### What is needed
Look through the data below for the line with "Query: bird's beak", and transcribe it exactly together with each line after it up to and including the line with "Can you find the pine". Give nothing else.

[Region pointing data]
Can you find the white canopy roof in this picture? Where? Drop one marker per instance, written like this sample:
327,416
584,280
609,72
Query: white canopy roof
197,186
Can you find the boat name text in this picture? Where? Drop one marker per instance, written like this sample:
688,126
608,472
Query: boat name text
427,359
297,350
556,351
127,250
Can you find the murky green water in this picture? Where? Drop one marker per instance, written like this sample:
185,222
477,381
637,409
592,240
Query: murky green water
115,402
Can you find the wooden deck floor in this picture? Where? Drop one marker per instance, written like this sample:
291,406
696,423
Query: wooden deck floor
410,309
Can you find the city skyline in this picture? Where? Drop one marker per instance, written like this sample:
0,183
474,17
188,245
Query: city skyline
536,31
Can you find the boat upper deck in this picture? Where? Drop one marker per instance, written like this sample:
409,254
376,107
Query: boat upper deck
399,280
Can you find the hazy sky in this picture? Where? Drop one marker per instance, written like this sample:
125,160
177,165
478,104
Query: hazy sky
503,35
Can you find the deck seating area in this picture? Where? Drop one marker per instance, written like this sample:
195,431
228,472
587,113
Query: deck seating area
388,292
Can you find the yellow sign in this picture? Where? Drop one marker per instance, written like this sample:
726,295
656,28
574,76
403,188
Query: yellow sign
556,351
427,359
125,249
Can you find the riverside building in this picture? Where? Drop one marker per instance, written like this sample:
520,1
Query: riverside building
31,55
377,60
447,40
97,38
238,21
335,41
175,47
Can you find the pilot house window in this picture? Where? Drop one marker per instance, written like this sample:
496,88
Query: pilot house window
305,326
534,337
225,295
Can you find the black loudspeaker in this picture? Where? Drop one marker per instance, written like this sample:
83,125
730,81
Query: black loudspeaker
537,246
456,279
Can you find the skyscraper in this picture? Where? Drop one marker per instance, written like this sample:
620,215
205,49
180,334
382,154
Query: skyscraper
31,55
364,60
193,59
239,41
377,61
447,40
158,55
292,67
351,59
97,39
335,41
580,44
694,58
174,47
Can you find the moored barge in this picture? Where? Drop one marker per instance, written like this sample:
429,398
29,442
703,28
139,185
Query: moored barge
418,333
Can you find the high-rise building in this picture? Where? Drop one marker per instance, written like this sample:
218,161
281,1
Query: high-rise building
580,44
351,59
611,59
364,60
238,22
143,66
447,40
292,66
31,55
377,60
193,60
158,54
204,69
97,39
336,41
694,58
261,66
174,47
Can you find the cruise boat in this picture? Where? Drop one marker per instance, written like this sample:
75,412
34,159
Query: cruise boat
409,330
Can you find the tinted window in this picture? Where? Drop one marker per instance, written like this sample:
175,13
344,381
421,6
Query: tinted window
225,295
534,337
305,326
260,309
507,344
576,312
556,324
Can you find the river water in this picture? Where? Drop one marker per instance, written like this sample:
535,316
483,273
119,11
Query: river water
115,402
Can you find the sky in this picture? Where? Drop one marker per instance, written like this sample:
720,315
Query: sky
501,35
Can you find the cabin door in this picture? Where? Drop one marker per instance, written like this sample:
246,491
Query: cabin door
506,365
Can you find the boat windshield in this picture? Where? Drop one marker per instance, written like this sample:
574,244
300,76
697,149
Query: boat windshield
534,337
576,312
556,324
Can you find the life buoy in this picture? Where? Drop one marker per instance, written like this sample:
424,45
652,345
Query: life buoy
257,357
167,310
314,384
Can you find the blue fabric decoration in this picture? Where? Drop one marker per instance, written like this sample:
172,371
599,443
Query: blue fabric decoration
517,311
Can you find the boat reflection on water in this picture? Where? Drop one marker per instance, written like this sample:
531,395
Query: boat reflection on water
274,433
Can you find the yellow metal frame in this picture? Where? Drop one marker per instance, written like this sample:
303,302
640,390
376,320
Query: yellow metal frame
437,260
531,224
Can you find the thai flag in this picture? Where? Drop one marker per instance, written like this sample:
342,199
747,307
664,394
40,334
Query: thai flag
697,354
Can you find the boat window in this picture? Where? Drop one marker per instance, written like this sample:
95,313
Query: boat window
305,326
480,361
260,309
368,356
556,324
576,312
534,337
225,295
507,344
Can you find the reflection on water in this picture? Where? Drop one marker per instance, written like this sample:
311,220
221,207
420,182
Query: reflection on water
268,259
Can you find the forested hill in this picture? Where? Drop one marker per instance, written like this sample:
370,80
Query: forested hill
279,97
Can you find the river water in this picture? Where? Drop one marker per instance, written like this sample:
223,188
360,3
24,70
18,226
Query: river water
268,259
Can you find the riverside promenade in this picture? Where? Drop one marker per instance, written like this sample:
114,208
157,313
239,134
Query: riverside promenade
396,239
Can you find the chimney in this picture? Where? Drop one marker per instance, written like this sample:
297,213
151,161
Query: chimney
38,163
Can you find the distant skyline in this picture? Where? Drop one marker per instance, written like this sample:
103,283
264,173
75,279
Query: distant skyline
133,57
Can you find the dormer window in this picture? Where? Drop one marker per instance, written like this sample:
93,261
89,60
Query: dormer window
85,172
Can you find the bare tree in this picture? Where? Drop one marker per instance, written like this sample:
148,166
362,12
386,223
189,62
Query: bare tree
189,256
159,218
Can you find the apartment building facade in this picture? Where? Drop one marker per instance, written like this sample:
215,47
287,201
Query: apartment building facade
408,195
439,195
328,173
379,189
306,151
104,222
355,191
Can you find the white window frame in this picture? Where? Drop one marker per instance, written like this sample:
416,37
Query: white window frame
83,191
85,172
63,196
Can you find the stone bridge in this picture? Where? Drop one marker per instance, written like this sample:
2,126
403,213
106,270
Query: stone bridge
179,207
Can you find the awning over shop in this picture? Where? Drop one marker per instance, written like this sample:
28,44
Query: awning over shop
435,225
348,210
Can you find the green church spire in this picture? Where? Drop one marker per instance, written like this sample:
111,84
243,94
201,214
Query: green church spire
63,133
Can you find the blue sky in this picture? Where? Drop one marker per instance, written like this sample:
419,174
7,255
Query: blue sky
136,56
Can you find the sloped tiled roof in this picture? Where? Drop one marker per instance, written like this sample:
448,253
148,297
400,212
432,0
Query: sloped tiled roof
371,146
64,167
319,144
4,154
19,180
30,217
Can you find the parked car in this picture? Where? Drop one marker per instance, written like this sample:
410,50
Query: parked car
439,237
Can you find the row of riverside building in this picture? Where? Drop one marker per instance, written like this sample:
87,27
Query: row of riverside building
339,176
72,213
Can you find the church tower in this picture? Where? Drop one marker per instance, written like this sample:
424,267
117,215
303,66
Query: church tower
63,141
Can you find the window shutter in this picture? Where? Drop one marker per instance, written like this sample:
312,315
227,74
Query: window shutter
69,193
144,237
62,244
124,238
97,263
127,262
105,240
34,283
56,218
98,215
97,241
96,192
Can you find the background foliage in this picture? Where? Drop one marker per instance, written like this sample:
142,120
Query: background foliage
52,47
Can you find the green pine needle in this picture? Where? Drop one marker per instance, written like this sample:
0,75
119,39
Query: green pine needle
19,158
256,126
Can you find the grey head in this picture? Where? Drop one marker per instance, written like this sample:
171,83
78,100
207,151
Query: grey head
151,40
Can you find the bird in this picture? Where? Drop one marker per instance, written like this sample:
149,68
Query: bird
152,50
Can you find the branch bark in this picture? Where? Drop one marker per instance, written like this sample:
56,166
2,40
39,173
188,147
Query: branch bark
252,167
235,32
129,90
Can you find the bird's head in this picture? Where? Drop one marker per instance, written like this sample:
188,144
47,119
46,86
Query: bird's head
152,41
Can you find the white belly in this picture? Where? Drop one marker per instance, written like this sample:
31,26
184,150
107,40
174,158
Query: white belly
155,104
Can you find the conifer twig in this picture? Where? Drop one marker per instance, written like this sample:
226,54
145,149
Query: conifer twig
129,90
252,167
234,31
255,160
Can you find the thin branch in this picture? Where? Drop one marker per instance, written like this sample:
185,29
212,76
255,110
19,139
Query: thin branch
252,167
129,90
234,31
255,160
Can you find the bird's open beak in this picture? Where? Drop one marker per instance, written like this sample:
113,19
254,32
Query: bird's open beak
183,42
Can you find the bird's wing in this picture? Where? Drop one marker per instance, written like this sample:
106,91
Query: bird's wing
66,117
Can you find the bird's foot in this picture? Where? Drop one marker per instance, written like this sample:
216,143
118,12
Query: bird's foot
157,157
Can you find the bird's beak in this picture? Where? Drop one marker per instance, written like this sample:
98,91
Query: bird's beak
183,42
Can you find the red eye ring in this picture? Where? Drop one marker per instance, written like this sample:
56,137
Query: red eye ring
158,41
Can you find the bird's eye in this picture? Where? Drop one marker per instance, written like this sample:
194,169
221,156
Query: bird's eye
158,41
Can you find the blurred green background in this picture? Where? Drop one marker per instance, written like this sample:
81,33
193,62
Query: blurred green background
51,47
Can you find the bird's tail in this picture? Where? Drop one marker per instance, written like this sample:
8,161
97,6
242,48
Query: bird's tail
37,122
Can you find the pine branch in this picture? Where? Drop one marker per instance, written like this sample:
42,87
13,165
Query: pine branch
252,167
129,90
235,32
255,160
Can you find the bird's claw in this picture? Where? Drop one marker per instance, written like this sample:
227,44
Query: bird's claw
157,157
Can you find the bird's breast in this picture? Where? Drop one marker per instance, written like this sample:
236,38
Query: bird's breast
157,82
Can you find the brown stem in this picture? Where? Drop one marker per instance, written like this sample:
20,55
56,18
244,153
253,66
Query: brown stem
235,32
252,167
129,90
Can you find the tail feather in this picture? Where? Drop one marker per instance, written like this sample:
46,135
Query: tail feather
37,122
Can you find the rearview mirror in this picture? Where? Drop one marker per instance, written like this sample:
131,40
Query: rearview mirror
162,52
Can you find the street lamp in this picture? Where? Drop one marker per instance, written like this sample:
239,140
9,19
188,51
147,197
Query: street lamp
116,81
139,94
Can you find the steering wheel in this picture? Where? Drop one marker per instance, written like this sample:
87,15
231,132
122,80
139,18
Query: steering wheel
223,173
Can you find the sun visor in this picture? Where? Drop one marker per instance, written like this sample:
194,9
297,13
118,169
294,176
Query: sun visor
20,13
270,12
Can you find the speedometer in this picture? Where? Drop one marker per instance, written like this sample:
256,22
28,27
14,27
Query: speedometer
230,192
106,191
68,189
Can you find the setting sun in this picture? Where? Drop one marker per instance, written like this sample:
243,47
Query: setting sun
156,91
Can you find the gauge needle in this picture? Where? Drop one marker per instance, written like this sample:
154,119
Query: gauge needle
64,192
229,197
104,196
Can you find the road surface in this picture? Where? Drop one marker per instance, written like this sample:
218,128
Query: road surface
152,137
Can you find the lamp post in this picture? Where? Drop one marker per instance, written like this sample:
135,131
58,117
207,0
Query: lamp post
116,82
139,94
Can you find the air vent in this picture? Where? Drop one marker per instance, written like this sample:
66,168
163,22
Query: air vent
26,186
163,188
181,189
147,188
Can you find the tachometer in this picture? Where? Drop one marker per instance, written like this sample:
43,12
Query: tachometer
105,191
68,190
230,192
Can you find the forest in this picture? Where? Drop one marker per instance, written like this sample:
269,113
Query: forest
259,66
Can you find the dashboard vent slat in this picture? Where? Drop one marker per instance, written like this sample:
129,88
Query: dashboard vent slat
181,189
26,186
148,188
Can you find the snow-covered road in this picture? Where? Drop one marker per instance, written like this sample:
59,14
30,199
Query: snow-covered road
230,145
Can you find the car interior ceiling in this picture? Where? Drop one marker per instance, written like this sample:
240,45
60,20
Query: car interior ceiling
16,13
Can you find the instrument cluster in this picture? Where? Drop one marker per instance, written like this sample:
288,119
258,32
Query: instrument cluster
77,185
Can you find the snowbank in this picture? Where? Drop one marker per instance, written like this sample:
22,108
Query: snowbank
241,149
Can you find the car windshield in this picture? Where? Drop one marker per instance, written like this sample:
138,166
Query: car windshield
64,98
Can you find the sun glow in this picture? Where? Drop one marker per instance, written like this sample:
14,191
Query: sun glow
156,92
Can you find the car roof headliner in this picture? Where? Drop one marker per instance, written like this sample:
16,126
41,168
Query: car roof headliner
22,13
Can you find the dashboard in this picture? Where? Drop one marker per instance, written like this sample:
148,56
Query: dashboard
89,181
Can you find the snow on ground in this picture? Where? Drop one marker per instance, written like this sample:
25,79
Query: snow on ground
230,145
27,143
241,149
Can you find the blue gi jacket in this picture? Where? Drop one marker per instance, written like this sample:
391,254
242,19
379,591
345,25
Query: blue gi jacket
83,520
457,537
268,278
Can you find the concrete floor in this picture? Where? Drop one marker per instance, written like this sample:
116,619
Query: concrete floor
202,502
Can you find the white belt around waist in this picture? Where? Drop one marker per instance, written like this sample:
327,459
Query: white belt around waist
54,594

### Finished task
Query: bird's beak
183,42
Can you find the red eye ring in this picture? Where? Drop one marker per instance, written like this sample:
56,137
Query: red eye ring
158,41
Can you find the bird's eye in this picture? Where? Drop one marker per instance, written like this sample:
194,169
221,156
Query: bird's eye
158,41
Can you find the blurred green background in this picture? Where? Drop one marker per instance, written like this sample:
81,33
193,62
Query: blurred green background
51,47
Can you find the bird's tail in this picture? Where? Drop one marker per instance, written like this sample:
8,161
97,6
242,48
Query: bird's tail
37,122
Can you find the pine branch in this picture? Where? Drop one marker per instance, written like this sample:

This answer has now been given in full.